■ TAREA PLANTEADA
¿Puedes convertir en una lista numerada, sin las líneas en blanco, las líneas comprendidas entre la que contiene "request: segment every instance of the calculator" y la que contiene "[[[183,166],[212,166],[223,163],[211,150],[176,149],[177,163]]]", ambas incluidas?

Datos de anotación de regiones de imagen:
+--

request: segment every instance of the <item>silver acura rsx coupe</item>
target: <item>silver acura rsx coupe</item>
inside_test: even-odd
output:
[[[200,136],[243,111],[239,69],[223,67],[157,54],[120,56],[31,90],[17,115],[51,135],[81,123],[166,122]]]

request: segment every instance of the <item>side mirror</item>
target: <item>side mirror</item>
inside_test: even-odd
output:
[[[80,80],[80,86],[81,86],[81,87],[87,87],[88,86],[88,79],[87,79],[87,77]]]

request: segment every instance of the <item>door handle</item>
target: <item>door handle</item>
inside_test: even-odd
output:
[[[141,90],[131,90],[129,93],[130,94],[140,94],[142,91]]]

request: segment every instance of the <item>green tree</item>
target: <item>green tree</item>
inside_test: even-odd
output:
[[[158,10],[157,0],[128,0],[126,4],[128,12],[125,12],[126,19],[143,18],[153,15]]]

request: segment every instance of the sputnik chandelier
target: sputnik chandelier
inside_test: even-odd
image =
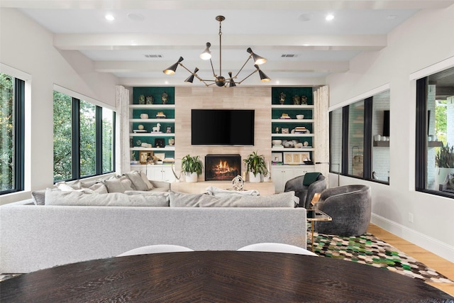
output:
[[[169,68],[164,70],[163,70],[164,73],[166,75],[174,75],[175,73],[175,71],[177,70],[177,67],[178,67],[178,65],[181,65],[184,70],[187,70],[188,72],[189,72],[189,73],[191,73],[191,75],[188,77],[188,78],[186,80],[184,80],[184,82],[192,83],[192,82],[194,81],[194,78],[196,77],[199,79],[199,80],[204,82],[204,84],[207,87],[210,85],[213,85],[214,84],[216,84],[218,87],[226,87],[227,84],[228,84],[229,87],[236,87],[236,84],[240,84],[244,80],[245,80],[249,77],[250,77],[253,74],[257,72],[258,72],[260,76],[260,80],[264,82],[270,81],[270,79],[268,78],[268,77],[266,75],[265,75],[265,73],[262,72],[260,68],[258,67],[258,65],[266,62],[267,60],[254,53],[254,52],[253,52],[253,50],[251,50],[250,48],[248,48],[248,49],[246,50],[246,51],[250,54],[249,57],[248,57],[248,60],[246,60],[246,62],[243,65],[240,70],[236,73],[236,75],[235,75],[235,76],[232,76],[232,72],[228,72],[229,77],[227,79],[226,79],[224,77],[221,75],[222,75],[221,22],[223,21],[226,18],[223,16],[218,16],[216,17],[216,20],[219,21],[219,75],[217,75],[214,72],[214,67],[213,67],[213,62],[211,61],[211,52],[210,52],[210,46],[211,46],[211,43],[210,43],[209,42],[206,43],[206,48],[205,49],[204,53],[200,54],[200,58],[203,60],[210,60],[210,63],[211,65],[211,70],[213,71],[213,76],[214,77],[214,79],[205,79],[201,78],[197,75],[197,72],[199,71],[199,69],[197,67],[195,68],[194,72],[191,72],[187,67],[186,67],[182,63],[182,61],[183,61],[184,60],[182,57],[180,57],[178,61],[176,63],[173,64],[172,66],[170,66]],[[254,60],[254,67],[255,67],[255,70],[253,72],[249,74],[248,77],[244,78],[243,80],[237,82],[236,79],[238,78],[238,75],[240,74],[241,70],[243,70],[243,68],[246,65],[246,63],[248,63],[248,62],[251,58]]]

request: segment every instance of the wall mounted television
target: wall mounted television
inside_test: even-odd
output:
[[[193,145],[254,145],[253,109],[192,109]]]

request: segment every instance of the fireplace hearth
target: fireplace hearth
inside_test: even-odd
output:
[[[209,154],[205,156],[205,181],[231,181],[241,175],[241,156]]]

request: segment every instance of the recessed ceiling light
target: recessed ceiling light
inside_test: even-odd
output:
[[[327,21],[331,21],[333,18],[334,18],[334,15],[331,13],[330,13],[329,15],[327,15],[326,17],[325,17],[325,20],[326,20]]]
[[[140,13],[129,13],[128,14],[128,18],[133,21],[143,21],[145,19],[145,17]]]
[[[298,20],[302,22],[307,22],[311,20],[311,15],[309,13],[303,13],[299,15]]]
[[[115,17],[114,16],[114,15],[111,15],[110,13],[106,15],[104,18],[106,18],[106,19],[109,20],[109,21],[113,21],[114,20],[115,20]]]

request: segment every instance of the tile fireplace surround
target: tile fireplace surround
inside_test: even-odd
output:
[[[241,175],[241,156],[208,154],[205,156],[205,181],[231,181]]]

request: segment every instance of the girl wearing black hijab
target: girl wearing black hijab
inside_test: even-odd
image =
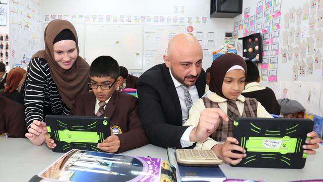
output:
[[[75,98],[88,91],[89,66],[79,56],[73,25],[63,20],[51,21],[44,40],[45,49],[32,56],[22,87],[28,129],[25,136],[36,145],[45,141],[45,116],[69,115]]]
[[[201,112],[206,108],[222,109],[228,115],[229,122],[220,119],[218,128],[210,136],[210,138],[198,142],[195,148],[213,150],[225,162],[237,164],[241,161],[242,158],[245,157],[244,154],[245,151],[243,148],[235,145],[238,144],[238,140],[232,137],[234,121],[238,117],[272,116],[255,99],[244,97],[241,94],[244,87],[247,71],[246,64],[242,57],[232,53],[224,54],[213,61],[211,69],[209,89],[213,93],[200,98],[194,103],[189,111],[189,118],[185,125],[197,126]],[[317,136],[317,133],[314,132],[309,134],[313,138]],[[320,142],[318,140],[310,140],[314,142],[310,143],[317,144],[307,149],[318,148],[317,143]],[[225,143],[221,144],[217,141],[225,141]],[[233,150],[242,153],[233,153]]]

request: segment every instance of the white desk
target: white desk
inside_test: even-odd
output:
[[[53,152],[45,144],[35,146],[27,139],[0,138],[0,181],[27,182],[63,154]],[[166,149],[152,144],[122,154],[168,161]]]

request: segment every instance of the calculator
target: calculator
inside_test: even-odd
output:
[[[183,166],[212,166],[223,163],[211,150],[176,149],[177,163]]]

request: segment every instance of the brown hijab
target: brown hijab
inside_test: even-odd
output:
[[[223,80],[227,72],[235,65],[241,66],[246,74],[247,66],[241,56],[233,53],[225,54],[215,60],[211,66],[211,80],[209,85],[210,91],[218,95],[228,99],[222,93]]]
[[[8,73],[3,92],[11,93],[15,91],[26,72],[26,70],[21,68],[12,69]]]
[[[55,60],[53,43],[56,36],[65,29],[70,30],[75,36],[79,54],[78,35],[74,26],[68,21],[56,19],[49,22],[45,29],[45,50],[37,52],[32,57],[42,58],[47,61],[52,77],[57,86],[63,101],[72,108],[76,96],[87,91],[89,66],[80,56],[68,70],[61,68]]]

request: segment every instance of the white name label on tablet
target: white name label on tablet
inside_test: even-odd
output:
[[[282,140],[264,139],[262,141],[262,146],[264,148],[279,149],[282,142]]]

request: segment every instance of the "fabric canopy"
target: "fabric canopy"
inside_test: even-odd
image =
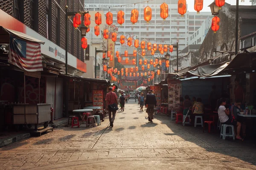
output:
[[[33,38],[25,34],[0,26],[0,43],[9,44],[10,35],[25,41],[44,44],[44,42]]]

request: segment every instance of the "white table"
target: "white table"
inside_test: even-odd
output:
[[[82,121],[85,125],[86,125],[86,122],[84,120],[84,118],[83,117],[83,115],[82,114],[82,113],[84,112],[93,112],[93,109],[79,109],[79,110],[73,110],[73,112],[75,113],[78,113],[79,115],[80,115],[81,119],[82,119]]]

+--

■ RESPUESTA DESARROLLADA
1. request: segment every instance of the calculator
2. target: calculator
3. inside_test: even-odd
4. output:
5. [[[183,166],[212,166],[223,163],[211,150],[176,149],[177,163]]]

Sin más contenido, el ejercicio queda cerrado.